Prompt:
Reproduce all of the records below, substituting "Target" for every occurrence of "Query" and changing nothing else. Omit the pictures from your output.

Data listing:
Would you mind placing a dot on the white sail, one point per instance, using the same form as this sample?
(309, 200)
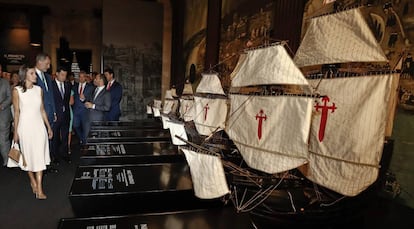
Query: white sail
(164, 120)
(187, 109)
(149, 109)
(170, 105)
(177, 129)
(157, 112)
(347, 132)
(271, 132)
(210, 114)
(156, 107)
(210, 83)
(264, 66)
(338, 38)
(207, 174)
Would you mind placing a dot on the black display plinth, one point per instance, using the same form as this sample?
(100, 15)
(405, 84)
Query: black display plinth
(217, 218)
(139, 135)
(128, 189)
(138, 153)
(117, 125)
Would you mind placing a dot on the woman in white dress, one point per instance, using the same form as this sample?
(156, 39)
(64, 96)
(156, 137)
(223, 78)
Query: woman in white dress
(31, 128)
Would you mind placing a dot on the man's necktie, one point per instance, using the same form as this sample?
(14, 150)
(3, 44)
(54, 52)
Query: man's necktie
(95, 93)
(80, 89)
(43, 78)
(61, 89)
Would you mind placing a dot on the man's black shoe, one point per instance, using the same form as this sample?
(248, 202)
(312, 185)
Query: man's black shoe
(51, 170)
(67, 159)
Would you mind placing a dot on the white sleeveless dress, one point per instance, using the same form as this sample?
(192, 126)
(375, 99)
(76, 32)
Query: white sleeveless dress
(33, 137)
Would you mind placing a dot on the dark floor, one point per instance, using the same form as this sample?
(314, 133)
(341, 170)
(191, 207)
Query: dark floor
(20, 209)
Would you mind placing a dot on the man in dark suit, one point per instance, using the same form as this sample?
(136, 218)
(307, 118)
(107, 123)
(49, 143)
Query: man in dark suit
(61, 91)
(44, 80)
(82, 90)
(5, 117)
(100, 101)
(115, 89)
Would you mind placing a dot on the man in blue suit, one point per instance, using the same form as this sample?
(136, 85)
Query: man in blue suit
(82, 90)
(61, 91)
(44, 80)
(115, 89)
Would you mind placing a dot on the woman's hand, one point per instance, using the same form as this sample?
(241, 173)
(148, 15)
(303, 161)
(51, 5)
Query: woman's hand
(15, 137)
(50, 133)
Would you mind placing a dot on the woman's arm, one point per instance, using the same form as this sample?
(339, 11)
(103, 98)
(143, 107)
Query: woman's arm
(45, 120)
(15, 100)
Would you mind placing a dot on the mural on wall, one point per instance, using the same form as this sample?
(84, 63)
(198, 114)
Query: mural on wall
(194, 37)
(392, 22)
(245, 24)
(132, 48)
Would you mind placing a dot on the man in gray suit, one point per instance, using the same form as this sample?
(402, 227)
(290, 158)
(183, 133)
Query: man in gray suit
(99, 103)
(5, 117)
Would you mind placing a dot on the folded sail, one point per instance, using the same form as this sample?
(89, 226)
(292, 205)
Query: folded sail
(157, 107)
(177, 129)
(188, 89)
(265, 66)
(338, 38)
(347, 132)
(207, 174)
(210, 84)
(165, 123)
(187, 109)
(170, 105)
(210, 114)
(271, 132)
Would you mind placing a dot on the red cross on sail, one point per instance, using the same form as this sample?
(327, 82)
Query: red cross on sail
(324, 117)
(205, 111)
(260, 116)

Full output:
Would you mind placing a dot on the white sail, one point per instance, using the same form as this sample?
(309, 200)
Target: white sail
(164, 120)
(187, 109)
(149, 109)
(170, 105)
(177, 129)
(157, 112)
(347, 132)
(271, 132)
(210, 114)
(156, 107)
(210, 83)
(264, 66)
(338, 38)
(207, 174)
Would you mind placing a dot on the black display plinth, one point per instance, using the same form as this sample?
(100, 15)
(405, 84)
Target: black display plinth
(217, 218)
(139, 135)
(128, 189)
(138, 153)
(117, 125)
Would you mind placing a dot on the woman in white dress, one point per instance, using the same form as this sample?
(156, 39)
(64, 96)
(156, 137)
(223, 78)
Target: woman in white dress
(31, 128)
Would you mind placing a dot on the man's necktie, one point per instance, using the same form as this sample?
(14, 150)
(3, 44)
(54, 52)
Target: man's necktie
(95, 93)
(80, 89)
(43, 78)
(61, 89)
Would you mind placing a dot on the man's black shoe, one point per instance, using the same form as this sample?
(248, 202)
(312, 185)
Target: man's black shoe
(51, 170)
(67, 159)
Would you mind placing a dot on the white sleeveless dress, one point per instance, using the same form as this sample?
(192, 126)
(375, 99)
(76, 32)
Target: white sleeveless dress
(33, 137)
Would you mind placing a dot on the dark floor, one point per instance, using the same form as this sample?
(314, 133)
(341, 170)
(191, 207)
Target: dark floor
(20, 209)
Would you mind placing a dot on the man in dark suit, one point per instance, using the same form as this sample?
(136, 218)
(307, 118)
(107, 123)
(49, 143)
Target: man in dark suit
(61, 91)
(44, 80)
(82, 90)
(5, 117)
(100, 101)
(115, 89)
Would you mind placing a dot on the man in blue suit, one point per instance, using the same form as this sample?
(136, 85)
Target: man in blue suit
(82, 90)
(61, 91)
(44, 80)
(115, 89)
Would you mind placing a dot on the woman's hand, one point per instance, using the same form as this sample?
(241, 173)
(148, 15)
(303, 161)
(51, 5)
Target: woman's hand
(15, 137)
(50, 133)
Would you mind placing a dot on the woman's arm, one point per instance, using the same form as this sample?
(339, 11)
(103, 98)
(143, 107)
Target: woman's arm
(45, 120)
(15, 100)
Would you mind placing a dot on the mural on wall, one point per instance, using the same form as this sample?
(84, 63)
(198, 114)
Target: mural on wall
(194, 37)
(392, 22)
(245, 24)
(132, 48)
Would you mind placing a dot on the man in gray suit, one point per instance, using the same form as this sample?
(402, 227)
(290, 158)
(183, 133)
Target: man in gray suit
(99, 103)
(5, 117)
Would you mind placing a dot on the folded sail, one point per instance, using the same form as this sample?
(89, 226)
(292, 205)
Target: folded sail
(157, 107)
(177, 129)
(188, 89)
(265, 66)
(338, 38)
(347, 132)
(207, 174)
(210, 84)
(165, 123)
(187, 109)
(170, 105)
(210, 114)
(271, 132)
Would you mind placing a dot on the red cross on sail, one point per instance, using the same form as this sample?
(327, 82)
Target: red cross on sail
(324, 117)
(205, 111)
(260, 116)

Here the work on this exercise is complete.